Problem description:
Continue the passage about the execution of Troy Davis from its final sentence.

Troy Davis was executed last night based on eye witness accounts of him murdering an off-duty policeman working as an unarmed security guard. Officer Mark MacPhail was shot to death protecting a homeless man, leaving behind a wife and two babies. The killer, identified by nine witnesses, was Troy Davis. Mr. Davis, however, insisted he was innocent and his lawyers appealed, but to naught. No gun was ever found, no physical evidence linked Davis to the crime. Only the eye witnesses.
Now Mr. Davis was no innocent; he was convicted of another crime that happened days before the MacPhail murder. That crime involved bullet casings that matched up with those found at the MacPhail murder scene. Mr. Davis also hung out with minor criminals in a bad neighborhood of drug dealers and addicts. But, did he actually kill Officer MacPhail?

Provided material:
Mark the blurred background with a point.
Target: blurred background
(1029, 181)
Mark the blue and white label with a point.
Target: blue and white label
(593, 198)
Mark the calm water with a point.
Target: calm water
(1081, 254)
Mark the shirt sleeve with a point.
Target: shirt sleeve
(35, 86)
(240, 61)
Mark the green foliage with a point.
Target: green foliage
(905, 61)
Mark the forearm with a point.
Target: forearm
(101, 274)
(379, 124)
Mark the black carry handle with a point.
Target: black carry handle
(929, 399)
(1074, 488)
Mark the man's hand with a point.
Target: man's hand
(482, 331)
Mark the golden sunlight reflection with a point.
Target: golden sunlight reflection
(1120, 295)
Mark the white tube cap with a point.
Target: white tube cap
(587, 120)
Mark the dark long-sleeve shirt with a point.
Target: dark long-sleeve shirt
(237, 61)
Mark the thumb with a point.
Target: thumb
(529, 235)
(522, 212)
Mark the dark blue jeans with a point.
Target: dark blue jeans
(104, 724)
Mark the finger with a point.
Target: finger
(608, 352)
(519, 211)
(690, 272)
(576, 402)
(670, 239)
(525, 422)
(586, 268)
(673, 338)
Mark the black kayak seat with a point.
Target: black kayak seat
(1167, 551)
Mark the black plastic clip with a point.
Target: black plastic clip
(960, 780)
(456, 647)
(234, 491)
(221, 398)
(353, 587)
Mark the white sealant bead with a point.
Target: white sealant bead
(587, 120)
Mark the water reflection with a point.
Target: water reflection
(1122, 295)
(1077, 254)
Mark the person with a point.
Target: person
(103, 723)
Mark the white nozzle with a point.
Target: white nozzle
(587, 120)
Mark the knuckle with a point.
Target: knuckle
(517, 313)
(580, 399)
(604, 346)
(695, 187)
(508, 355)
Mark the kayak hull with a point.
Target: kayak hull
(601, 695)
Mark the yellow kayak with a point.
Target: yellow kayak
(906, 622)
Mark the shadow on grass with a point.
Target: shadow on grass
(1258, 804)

...

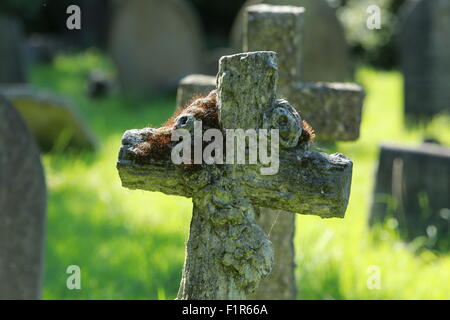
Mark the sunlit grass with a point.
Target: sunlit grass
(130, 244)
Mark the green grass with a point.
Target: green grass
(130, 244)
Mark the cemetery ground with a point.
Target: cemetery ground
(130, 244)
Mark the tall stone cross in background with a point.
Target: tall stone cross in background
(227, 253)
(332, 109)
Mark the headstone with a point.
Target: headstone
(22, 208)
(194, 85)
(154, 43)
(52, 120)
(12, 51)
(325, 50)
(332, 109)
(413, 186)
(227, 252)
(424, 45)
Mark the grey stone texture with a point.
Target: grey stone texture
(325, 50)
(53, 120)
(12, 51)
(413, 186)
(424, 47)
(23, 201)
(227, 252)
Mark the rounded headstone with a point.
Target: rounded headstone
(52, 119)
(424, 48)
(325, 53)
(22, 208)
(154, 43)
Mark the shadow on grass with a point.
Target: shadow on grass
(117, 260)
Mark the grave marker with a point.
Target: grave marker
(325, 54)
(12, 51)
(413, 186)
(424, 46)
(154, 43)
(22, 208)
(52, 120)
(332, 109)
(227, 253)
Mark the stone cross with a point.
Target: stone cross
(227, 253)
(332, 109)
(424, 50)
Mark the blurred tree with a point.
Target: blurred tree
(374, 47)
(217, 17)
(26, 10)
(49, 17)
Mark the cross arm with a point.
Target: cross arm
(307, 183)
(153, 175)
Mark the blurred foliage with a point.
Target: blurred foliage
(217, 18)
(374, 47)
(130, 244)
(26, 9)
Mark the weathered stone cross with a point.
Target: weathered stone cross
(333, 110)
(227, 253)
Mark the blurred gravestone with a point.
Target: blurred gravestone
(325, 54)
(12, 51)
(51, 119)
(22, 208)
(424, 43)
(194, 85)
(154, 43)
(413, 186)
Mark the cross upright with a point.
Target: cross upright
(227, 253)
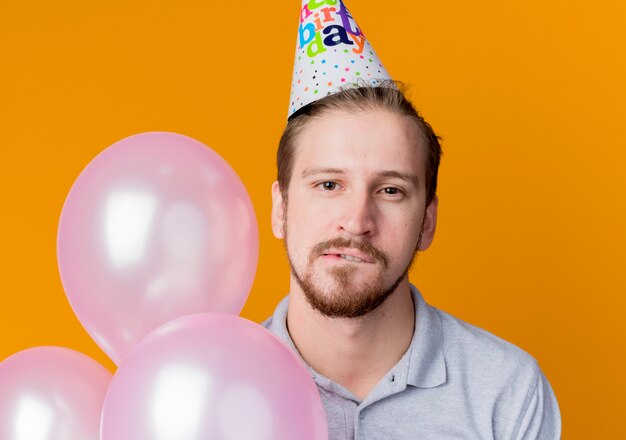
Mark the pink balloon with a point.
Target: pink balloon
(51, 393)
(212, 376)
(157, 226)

Final answer:
Per a Reuters article, “Since Davis’s conviction, seven of nine witnesses have changed or recanted their testimony, some have said they were coerced by police to testify against him and some say another man committed the crime.” A number of people not called to the witness stand are saying Sylvester “Red” Coles did it and let Davis take the fall. But, two of the original witnesses were still sure they saw Ray Davis shoot Officer MacPhail. Is their eye-witness testimony alone enough to justify executing a man?
Many memoir writers know the truth is hard to find. When I tell stories of my childhood, sometimes my sister doesn’t know what I am talking about, even though she was there in the stories. Sometimes I don’t know what she’s talking about. Sometimes we help each other fill in gaps. Now try pinning down details of settings and the timing of events and what strangers were around. Try pinning down details when you’re watching something bad happen across a parking lot and it’s getting dark and you’re scared. Jennifer Thompson-Canino knows all about that.
Jennifer Thompson was raped by Ronald Cotton. She picked him out of a line-up. He went to jail. Then DNA evidence found he was the wrong man and he was freed. After eleven years. Jennifer Thompson was positive she had the right man. What happened? In 2009 her memoir with Ronald Cotton was published: Picking Cotton: Our Memoir of Injustice and Redemption. I guess the Georgia State and the U.S. Supreme Court justices haven’t read it.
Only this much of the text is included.